### TASK BRIEF
Reproduce the lines below with every occurrence of "one marker apiece" changed to "a single marker for each" and nothing else altered. Omit the pictures.

# # # #

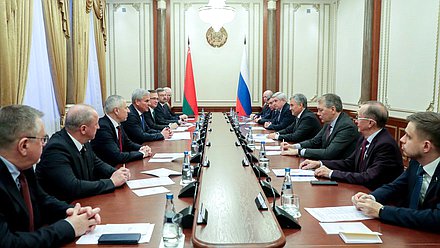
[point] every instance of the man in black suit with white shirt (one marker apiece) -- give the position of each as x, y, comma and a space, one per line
111, 143
29, 217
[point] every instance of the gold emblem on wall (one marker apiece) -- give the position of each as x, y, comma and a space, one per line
216, 39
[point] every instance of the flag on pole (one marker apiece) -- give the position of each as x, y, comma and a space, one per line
243, 105
189, 90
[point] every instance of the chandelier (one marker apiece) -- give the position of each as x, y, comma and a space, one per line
217, 14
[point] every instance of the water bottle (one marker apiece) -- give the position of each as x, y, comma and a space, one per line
287, 190
186, 169
170, 232
250, 138
262, 152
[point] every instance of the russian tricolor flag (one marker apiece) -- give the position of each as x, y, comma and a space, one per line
243, 105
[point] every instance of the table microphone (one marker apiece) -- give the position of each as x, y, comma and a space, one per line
285, 219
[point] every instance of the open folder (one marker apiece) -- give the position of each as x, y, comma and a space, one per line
361, 237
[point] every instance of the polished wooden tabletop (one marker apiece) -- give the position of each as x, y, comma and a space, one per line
123, 206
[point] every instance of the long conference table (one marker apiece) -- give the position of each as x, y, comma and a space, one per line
227, 190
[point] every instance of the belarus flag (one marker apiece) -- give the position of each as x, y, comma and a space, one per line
243, 105
189, 90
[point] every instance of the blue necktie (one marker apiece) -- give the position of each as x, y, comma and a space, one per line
415, 196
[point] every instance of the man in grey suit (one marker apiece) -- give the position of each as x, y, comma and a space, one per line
337, 138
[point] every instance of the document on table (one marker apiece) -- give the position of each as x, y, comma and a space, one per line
180, 129
335, 214
162, 172
165, 157
258, 128
145, 229
270, 148
151, 191
294, 173
273, 153
352, 227
149, 182
180, 136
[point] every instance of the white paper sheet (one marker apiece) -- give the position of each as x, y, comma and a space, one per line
162, 172
149, 182
294, 172
151, 191
273, 153
258, 128
270, 148
353, 227
180, 129
180, 136
335, 214
145, 229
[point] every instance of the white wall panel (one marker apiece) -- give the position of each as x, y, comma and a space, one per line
305, 48
408, 75
216, 70
130, 55
349, 42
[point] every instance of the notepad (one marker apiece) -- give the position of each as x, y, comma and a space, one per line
361, 238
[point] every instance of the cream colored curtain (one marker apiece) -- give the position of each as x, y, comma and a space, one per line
56, 20
80, 46
15, 43
101, 42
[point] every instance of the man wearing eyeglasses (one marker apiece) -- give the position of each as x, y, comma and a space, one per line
375, 161
69, 169
413, 199
29, 217
337, 138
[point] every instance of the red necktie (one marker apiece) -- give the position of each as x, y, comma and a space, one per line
120, 138
27, 200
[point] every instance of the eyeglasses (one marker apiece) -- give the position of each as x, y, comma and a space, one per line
363, 118
42, 139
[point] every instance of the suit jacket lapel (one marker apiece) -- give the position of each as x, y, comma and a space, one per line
10, 186
433, 188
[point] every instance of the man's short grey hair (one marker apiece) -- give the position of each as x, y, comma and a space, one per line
300, 99
376, 111
80, 114
138, 94
331, 100
280, 96
17, 121
160, 90
112, 102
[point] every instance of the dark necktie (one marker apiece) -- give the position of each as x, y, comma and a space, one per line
84, 167
327, 132
142, 122
120, 138
27, 200
363, 150
415, 196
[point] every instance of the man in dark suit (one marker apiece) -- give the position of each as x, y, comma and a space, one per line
305, 126
28, 216
265, 110
111, 143
150, 115
135, 126
337, 138
284, 117
375, 161
69, 169
416, 192
163, 113
268, 117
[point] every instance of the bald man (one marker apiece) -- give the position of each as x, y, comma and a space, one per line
69, 169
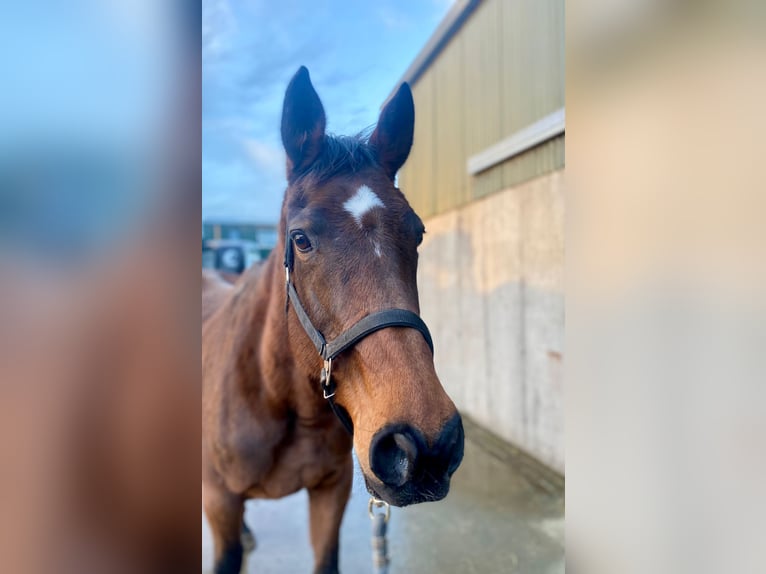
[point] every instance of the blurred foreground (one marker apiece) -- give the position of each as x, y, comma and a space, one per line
504, 513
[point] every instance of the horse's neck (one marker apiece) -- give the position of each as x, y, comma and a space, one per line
271, 352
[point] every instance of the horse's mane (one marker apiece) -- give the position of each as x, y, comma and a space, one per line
341, 154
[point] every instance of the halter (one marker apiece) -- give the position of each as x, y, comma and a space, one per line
348, 338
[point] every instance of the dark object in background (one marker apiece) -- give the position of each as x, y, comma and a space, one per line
228, 256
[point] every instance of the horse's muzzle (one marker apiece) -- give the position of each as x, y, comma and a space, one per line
408, 471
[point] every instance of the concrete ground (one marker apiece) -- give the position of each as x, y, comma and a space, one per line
504, 513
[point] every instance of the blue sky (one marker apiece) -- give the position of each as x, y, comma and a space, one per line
355, 50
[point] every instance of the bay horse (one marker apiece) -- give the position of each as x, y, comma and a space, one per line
283, 405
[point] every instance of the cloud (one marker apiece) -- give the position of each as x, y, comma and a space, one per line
218, 26
267, 157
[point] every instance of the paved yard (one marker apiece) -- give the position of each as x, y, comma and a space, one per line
504, 513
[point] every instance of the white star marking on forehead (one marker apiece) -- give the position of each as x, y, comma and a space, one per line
361, 202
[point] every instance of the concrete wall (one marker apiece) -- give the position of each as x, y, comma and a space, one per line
491, 290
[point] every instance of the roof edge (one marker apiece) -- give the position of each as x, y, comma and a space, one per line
447, 28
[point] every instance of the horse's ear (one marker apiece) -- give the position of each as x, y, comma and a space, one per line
392, 138
303, 123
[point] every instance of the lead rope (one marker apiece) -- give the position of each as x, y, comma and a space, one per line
380, 559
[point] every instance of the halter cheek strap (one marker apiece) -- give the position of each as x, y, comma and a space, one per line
348, 338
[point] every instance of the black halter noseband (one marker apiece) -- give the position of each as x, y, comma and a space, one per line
348, 338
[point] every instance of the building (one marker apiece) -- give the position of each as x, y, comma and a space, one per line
260, 238
486, 176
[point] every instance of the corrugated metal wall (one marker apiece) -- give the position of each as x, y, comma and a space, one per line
502, 71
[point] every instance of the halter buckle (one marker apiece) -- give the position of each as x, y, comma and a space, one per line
324, 380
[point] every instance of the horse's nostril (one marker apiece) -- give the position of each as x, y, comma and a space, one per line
451, 443
393, 456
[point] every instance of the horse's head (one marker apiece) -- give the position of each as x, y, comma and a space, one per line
354, 239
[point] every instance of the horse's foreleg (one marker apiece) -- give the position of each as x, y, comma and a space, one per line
326, 505
224, 513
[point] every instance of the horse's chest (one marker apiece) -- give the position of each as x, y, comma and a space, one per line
307, 458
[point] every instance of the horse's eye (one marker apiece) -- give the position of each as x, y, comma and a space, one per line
301, 241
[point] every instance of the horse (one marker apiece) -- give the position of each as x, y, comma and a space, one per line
321, 348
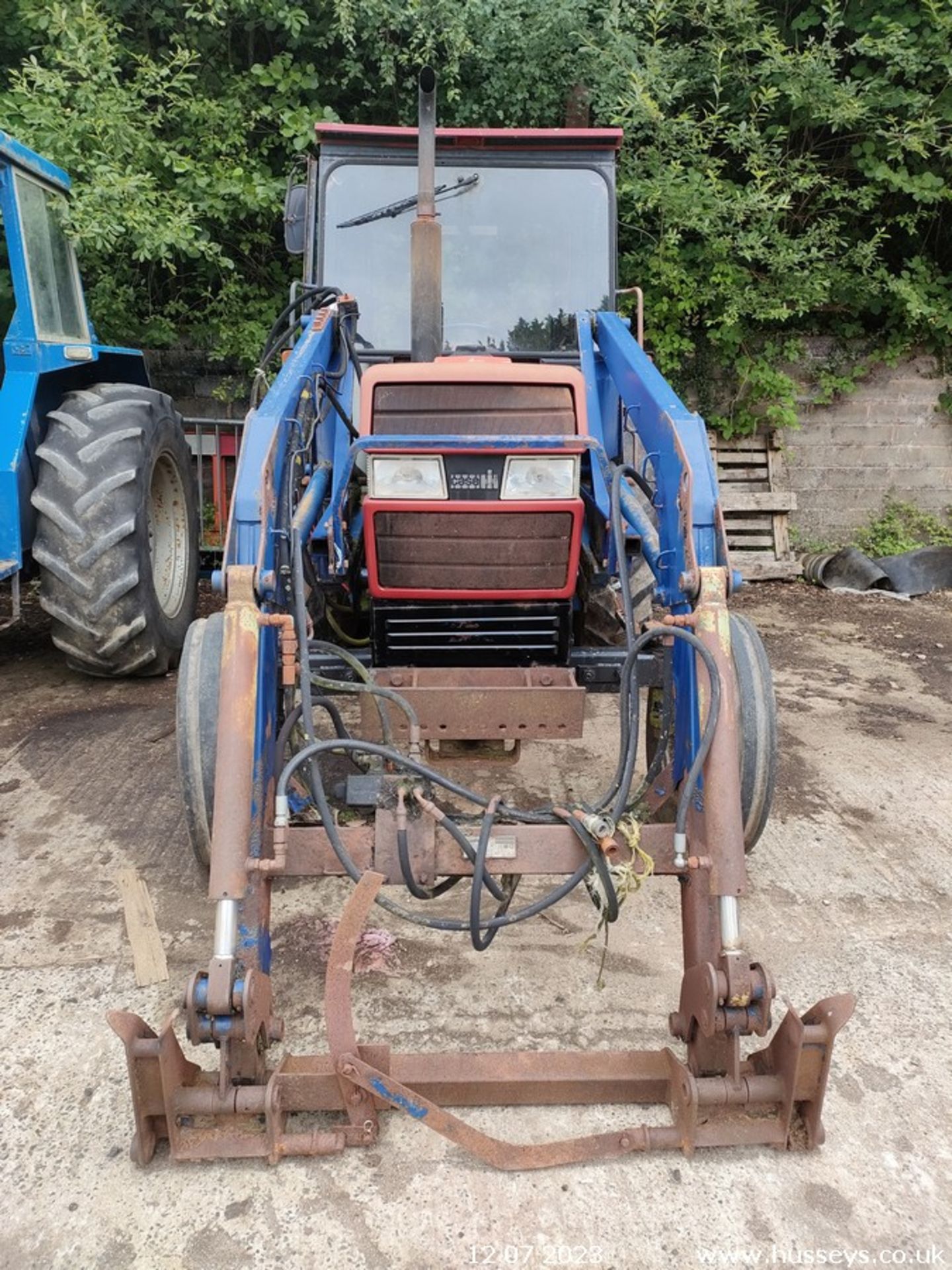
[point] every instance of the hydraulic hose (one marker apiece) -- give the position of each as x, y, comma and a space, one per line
440, 923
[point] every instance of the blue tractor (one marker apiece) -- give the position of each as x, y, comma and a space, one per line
98, 493
463, 446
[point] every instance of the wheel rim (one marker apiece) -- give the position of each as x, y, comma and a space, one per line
168, 535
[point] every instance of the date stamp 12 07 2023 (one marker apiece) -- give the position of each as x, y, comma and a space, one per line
539, 1255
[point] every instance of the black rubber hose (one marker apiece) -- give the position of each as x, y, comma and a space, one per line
335, 402
437, 923
480, 878
469, 851
415, 889
340, 730
365, 683
619, 476
277, 334
600, 864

# # # #

### TASK ANSWER
[point] every instance of the man in black suit with white shirt (a single marker for each) -- give the position of each as x, y, comma and a space, one per line
111, 143
29, 217
[point] every instance of the gold emblem on wall (a single marker for each) -- give the position of each as x, y, comma and a space, one per line
216, 39
[point] every instance of the flag on pole (a single marker for each) -- give the position of each as x, y, comma and a space, one per line
243, 105
189, 90
[point] every instance of the chandelier (a single marker for each) -- give the position of each as x, y, comma and a space, one per line
217, 14
[point] every instance of the water bottle (a single marker for each) -- give the position of each as x, y, comma and a space, one per line
287, 190
186, 169
170, 232
250, 138
262, 152
[point] every instance of the russian tricolor flag (a single marker for each) -- give the position of each as x, y, comma and a space, one per line
243, 105
[point] every instance of the table microphone (a single marker for each) -- give the position of each as x, y, comma and a space, one per line
285, 219
[point] every instance of the open folder (a single marker for each) -- give the position of each as x, y, comma and a space, one per line
361, 237
[point] every instance of the polished wooden tabletop (a single marker for each) -- give the position of each as x, y, comma and a space, one per line
123, 206
[point] every instance of the long conference table (a single marker for each) -- give the position of each as x, y, comma and a space, one per line
227, 190
[point] every instance of the belarus flag (a single marker for each) -- give the position of each as x, y, comma and a space, one per line
243, 105
189, 90
[point] every instance of the blue necktie (a single marker for each) -- give the position of each as x, y, comma and a space, one per line
415, 196
[point] every instance of the man in grey suit (a single marker for each) -- give the position of each as x, y, comma and a space, one per line
337, 138
[point] every instance of the document on table (a single marker for each) -- give the position of each as x, y, comma and a space, one per line
180, 129
335, 214
162, 172
165, 157
258, 128
145, 229
270, 148
151, 191
294, 173
273, 153
352, 227
149, 182
180, 136
[point] every instance of the white paper sheet (a single marker for each) -- give the position of each as x, y, comma and a space, one per line
162, 172
149, 182
294, 172
151, 191
273, 153
258, 128
270, 148
353, 227
180, 129
180, 136
335, 214
145, 229
[point] every instance of the white wall panel (a single marker for each) -- give the position of each as x, y, comma and a space, one per line
305, 48
408, 75
216, 70
130, 55
349, 42
[point] every instance of the notepad (a single marker for each) -- give the position of each as x, y, comma and a space, one per line
361, 238
[point] every instance of the cream colored curtain (a single marker for each) -- give the position of each as x, y, comma and a space, one per line
56, 20
80, 46
15, 43
101, 42
[point] every instance of the man wearing eyeglasses (a single marker for each) -- give the position of each as x, y, comma and a space, one per line
375, 161
69, 169
413, 199
29, 217
337, 138
[point] every instance of the red necktie (a single marker for each) -- give the position of each as x, y, comma and a space, one per line
120, 138
27, 200
[point] every instance of the eyeglasses (a single marker for each) -- give the position of each as x, y, comma and a space, one per line
363, 118
42, 139
[point] every instance of the suit jacket lapel (a single marker for each) -- give the position of each as x, y, comma and a space, one per line
10, 186
433, 188
[point] every instance of the man's short grey hair (a single marker for each) -- give the position of each as x, y, comma and a space, one per line
300, 99
376, 111
80, 114
138, 94
331, 100
280, 96
17, 121
160, 90
112, 102
[point] every instance of the dark necktie (a single marker for each) -- give the position of each as x, y, comma and a space, one per line
84, 167
327, 132
142, 122
120, 138
27, 200
363, 150
415, 196
[point] every instance of the man in dark suit (a single marker for each) -- give the position of each as x, y, comma and a space, one per line
305, 126
28, 216
265, 110
111, 143
150, 115
135, 126
337, 138
284, 117
375, 161
69, 169
416, 192
163, 113
268, 117
[point] every instance of the bald man (a single marker for each) -- give the position of each as x, y, comma and a space, one per line
69, 169
[point] every instance of the blurred foreground (a single marker for each) -- give the position of each as x, y, comma and a space, one per line
504, 513
[point] every instance of the horse's neck (a single marker for each) -- give the position of each as x, y, comma and a space, one per line
271, 352
[point] every instance of the horse's mane (a single marker for each) -- give the position of each as x, y, comma and a space, one per line
341, 154
[point] every instance of the halter (a single marker for each) -- give the position of each as x, y, comma and a space, one per line
348, 338
[point] every instance of the dark object in background (a single marker for each) -- give the position of each as x, y, comma and a space, one per line
228, 256
[point] every instance of the horse's muzzle (a single marker for each) -- give the position of each as x, y, comma and a space, one per line
408, 471
[point] every instance of the concrete ground (a single marker for each) -- give the position of each as x, y, comma and a space, one per line
504, 513
[point] every instance of the blue sky (a single marker for each) -- give the position of each as x, y, comma and a space, one per line
355, 50
[point] every instance of the bay horse (a single marker for each) -- give the position of each as x, y, comma and a space, one per line
283, 405
[point] every instance of the cloud (a single marker for each) -- give the position of each as x, y, comma and a space, one per line
218, 26
267, 157
[point] every instance of the paved yard (a single marker for each) -- give the position of each as x, y, comma and a space, one per line
504, 513
[point] every instance of the white star marking on forehead (a single marker for each) -- give the position of each as x, y, comma and a space, one per line
361, 202
[point] every instance of the concrete wall (a single marker for each) -- give the position of each as x, y, comma and a space, one per line
491, 290
[point] every instance of the roof edge (a single marker for each) -- give the position of each as x, y, comma and a space, one per line
447, 28
[point] every instance of the horse's ear (a single marker for each) -- give the position of each as x, y, comma and a space, one per line
392, 138
303, 123
[point] every instance of the lead rope (a single marker for each) -- give the position of each as x, y, comma and a space, one per line
380, 559
[point] every instance of the halter cheek strap (a single marker for each) -- give the position of each as x, y, comma and a space, one per line
348, 338
[point] every instance of the black halter noseband (a single marker for each) -- give the position of each as x, y, comma and a space, one per line
348, 338
[point] every instance of the building (a single marker for each) -- give the position of each as x, y, comma and a space, one per line
260, 238
486, 176
[point] every instance of the corrugated metal wall (a single marker for each) -- give the position of each as x, y, comma and a space, one per line
502, 71
[point] every instance of the halter buckle (a single marker for each) -- give the position of each as x, y, comma and a space, one per line
324, 380
[point] every instance of the horse's nostril (a single marker for each) -- give the position of each as x, y, comma and a space, one per line
451, 443
393, 456
[point] every instance of the horse's head (a single marker for each) -- give the position of each as x, y, comma and a space, one per line
354, 239
[point] every instance of the horse's foreleg (a single marker for each) -- give the position of each as x, y, comma and a space, one per line
326, 505
224, 513
[point] every instance of the horse's chest (a single marker for each) -- give the position of each as x, y, comma and a space, one per line
307, 458
[point] every instance of the horse's eye (a single marker for each) -- give the position of each as x, y, comma and a space, one per line
301, 241
[point] every instance of the horse (a single marker for each) -- give the position of each as x, y, comma and a space, one per line
321, 348
[point] every instance of the hydraulic hose (a single marker for each) -- give the position of each as x, y, comma and a space, one per line
440, 923
[point] every instance of the blue tractor (a single marker for each) -- give the position of each as x, y, comma and a space, one per line
98, 493
463, 446
[point] every instance of the wheel rim (a single marker for each) -- give the position of each as x, y, comma and a space, one per line
168, 535
[point] every instance of the date stamp 12 07 2023 (a single marker for each) -- give the position of each as x, y, comma and a space, one per line
539, 1255
[point] every instance of the black rubber hose (a single marker for each) -- give the position of each as x, y, comma and a space, one per line
335, 402
437, 923
480, 878
469, 851
415, 889
340, 730
365, 683
619, 476
277, 334
600, 864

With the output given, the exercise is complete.